#### EXERCICES PROPOSÉS:
**a.** D'après l'extrait du document, depuis quelle année Gérald Chevalier pilote-t-il le projet des archives ?
**b.** Recopiez le passage de l'extrait du document commençant à « Les Editions Jalou publient » et se terminant à « la numérisation (http://www.arkhenum.fr/) », en renommant « Responsable du Patrimoine » en « Responsable des Archives ».

Quelques informations:

Tout d’abord une profession de foi de Marie-José Susskind Jalou.

Les Editions Jalou publient de nombreux magazines, dont notamment l’Officiel de la Mode, l’Officiel Hommes, Jalouse, l’Optimum, la Revue des Montres …
Pour en savoir plus sur le groupe : http://www.jalougallery.com/jalou-corporate-magazines.php

Du côté de Jalou:
Marie-José Susskind-Jalou, Directrice de la publication du groupe Les Editions Jalou
Benjamin Eymère, Directeur Editorial du groupe et notamment du site
Gérald Chevalier, Responsable du Patrimoine, qui a piloté le projet des archives depuis ses débuts en 2003

Du côté de la réalisation
La société ARKHÊNUM, spécialisée dans la numérisation (http://www.arkhenum.fr/)
L’agence CALIKO, (www.caliko-paris.com) qui a réalisé le site (conception, ergonomie et développement), avec Thomas Lépine comme responsable du projet
La société Texio pour l’hébergement du site (http://www.texio.com)

#### LISTE:
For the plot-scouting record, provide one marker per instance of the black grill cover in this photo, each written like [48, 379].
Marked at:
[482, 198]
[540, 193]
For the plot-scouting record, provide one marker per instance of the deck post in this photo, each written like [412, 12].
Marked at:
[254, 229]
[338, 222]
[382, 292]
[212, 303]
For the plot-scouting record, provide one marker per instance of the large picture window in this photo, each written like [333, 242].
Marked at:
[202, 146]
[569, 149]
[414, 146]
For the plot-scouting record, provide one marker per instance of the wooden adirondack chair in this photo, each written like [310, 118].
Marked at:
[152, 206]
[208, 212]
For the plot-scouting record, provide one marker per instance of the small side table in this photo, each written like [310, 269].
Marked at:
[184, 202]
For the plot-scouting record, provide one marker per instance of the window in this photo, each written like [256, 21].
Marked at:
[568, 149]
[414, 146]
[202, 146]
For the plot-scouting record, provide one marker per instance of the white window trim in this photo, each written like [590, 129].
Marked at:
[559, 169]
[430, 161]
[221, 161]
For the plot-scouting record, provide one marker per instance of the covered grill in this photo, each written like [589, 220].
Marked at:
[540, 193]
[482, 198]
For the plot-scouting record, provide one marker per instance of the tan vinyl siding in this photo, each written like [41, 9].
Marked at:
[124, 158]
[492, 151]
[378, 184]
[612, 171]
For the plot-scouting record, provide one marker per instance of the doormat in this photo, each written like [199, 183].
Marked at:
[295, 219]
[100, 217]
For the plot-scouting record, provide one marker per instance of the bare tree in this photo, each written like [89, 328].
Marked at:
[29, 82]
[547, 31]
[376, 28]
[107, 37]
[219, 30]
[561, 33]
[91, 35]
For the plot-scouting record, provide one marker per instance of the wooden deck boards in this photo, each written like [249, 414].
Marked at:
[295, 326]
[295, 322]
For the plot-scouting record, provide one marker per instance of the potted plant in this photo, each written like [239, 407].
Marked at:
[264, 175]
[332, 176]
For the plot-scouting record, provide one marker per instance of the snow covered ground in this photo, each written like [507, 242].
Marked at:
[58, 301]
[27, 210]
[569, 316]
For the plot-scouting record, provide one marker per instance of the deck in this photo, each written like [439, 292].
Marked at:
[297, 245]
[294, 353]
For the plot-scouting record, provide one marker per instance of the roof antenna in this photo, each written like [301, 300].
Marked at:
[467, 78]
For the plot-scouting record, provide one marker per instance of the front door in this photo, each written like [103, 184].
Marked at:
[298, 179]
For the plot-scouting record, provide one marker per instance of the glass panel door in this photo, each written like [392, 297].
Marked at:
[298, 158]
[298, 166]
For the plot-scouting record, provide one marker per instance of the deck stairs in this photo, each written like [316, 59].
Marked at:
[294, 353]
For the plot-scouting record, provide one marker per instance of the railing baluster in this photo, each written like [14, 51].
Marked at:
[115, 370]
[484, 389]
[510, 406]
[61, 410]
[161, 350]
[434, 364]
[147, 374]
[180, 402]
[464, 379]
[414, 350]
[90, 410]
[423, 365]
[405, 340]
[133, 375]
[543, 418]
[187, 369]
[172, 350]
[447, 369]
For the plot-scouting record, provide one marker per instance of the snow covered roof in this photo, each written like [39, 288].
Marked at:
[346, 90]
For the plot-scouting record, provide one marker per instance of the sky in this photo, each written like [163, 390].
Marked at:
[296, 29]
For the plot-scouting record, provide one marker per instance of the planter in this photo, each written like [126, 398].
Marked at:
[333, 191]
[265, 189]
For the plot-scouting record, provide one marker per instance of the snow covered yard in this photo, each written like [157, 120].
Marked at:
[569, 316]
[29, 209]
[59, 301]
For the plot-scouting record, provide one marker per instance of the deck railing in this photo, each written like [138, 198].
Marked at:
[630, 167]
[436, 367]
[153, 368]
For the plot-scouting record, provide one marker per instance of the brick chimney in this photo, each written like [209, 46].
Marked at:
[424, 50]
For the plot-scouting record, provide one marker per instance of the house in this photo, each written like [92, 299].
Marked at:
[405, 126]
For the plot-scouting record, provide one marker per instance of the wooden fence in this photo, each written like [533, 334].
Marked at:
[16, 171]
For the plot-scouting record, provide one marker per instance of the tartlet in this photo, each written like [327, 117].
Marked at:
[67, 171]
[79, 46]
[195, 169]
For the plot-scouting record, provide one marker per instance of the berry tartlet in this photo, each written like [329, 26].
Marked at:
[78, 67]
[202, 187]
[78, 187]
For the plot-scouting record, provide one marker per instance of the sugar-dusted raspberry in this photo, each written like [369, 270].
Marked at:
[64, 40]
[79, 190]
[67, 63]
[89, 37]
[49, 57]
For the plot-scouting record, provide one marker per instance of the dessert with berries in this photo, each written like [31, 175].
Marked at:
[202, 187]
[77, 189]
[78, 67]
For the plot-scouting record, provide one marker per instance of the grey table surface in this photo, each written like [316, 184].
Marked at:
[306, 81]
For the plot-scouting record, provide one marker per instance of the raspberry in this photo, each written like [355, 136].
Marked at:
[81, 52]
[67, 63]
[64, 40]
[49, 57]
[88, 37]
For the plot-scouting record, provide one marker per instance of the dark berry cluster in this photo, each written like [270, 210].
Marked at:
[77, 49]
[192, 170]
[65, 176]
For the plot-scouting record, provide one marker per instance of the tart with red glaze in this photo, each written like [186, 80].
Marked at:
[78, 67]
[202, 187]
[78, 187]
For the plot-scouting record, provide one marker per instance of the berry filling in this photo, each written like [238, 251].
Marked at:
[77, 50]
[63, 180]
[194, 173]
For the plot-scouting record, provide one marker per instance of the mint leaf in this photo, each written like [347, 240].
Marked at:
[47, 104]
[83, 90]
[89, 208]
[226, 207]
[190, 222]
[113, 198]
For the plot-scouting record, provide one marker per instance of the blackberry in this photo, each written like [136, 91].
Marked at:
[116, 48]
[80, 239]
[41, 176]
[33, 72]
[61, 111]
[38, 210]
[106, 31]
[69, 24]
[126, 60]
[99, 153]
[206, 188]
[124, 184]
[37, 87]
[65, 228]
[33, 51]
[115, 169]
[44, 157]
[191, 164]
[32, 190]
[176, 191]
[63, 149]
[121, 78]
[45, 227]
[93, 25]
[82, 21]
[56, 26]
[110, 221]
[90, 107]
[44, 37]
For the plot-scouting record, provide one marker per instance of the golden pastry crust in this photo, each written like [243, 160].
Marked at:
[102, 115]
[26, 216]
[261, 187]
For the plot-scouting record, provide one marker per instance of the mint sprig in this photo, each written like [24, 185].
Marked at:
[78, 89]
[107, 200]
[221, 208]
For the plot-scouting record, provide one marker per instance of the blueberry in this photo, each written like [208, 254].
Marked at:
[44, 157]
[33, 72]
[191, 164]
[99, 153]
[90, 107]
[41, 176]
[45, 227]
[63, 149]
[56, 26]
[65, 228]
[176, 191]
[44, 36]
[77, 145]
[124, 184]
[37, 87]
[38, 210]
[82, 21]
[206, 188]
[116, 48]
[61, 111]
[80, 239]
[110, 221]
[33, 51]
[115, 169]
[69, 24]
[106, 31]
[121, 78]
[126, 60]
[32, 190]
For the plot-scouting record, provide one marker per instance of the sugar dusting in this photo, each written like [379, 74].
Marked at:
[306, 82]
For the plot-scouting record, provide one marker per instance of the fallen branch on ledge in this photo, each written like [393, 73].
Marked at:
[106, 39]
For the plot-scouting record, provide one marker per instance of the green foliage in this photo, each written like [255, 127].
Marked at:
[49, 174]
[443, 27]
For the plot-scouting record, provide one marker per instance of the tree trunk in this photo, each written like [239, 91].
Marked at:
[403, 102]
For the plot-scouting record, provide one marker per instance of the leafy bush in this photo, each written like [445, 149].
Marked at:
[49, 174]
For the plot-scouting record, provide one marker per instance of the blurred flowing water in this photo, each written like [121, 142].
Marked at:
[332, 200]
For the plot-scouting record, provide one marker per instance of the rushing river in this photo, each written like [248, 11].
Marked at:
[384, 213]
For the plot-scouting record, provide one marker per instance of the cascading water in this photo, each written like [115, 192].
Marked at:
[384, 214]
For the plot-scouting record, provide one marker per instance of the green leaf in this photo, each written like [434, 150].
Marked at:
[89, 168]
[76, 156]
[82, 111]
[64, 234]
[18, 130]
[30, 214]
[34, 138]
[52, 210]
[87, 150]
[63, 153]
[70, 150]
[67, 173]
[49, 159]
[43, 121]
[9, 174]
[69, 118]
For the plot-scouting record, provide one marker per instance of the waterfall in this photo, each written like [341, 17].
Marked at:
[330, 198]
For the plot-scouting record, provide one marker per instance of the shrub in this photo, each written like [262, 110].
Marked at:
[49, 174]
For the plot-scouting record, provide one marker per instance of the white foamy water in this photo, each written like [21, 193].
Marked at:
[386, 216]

#### RÉSULTATS FINAUX:
**a.** Depuis 2003.

**b.**
Les Editions Jalou publient de nombreux magazines, dont notamment l’Officiel de la Mode, l’Officiel Hommes, Jalouse, l’Optimum, la Revue des Montres …
Pour en savoir plus sur le groupe : http://www.jalougallery.com/jalou-corporate-magazines.php

Du côté de Jalou:
Marie-José Susskind-Jalou, Directrice de la publication du groupe Les Editions Jalou
Benjamin Eymère, Directeur Editorial du groupe et notamment du site
Gérald Chevalier, Responsable des Archives, qui a piloté le projet des archives depuis ses débuts en 2003

Du côté de la réalisation
La société ARKHÊNUM, spécialisée dans la numérisation (http://www.arkhenum.fr/)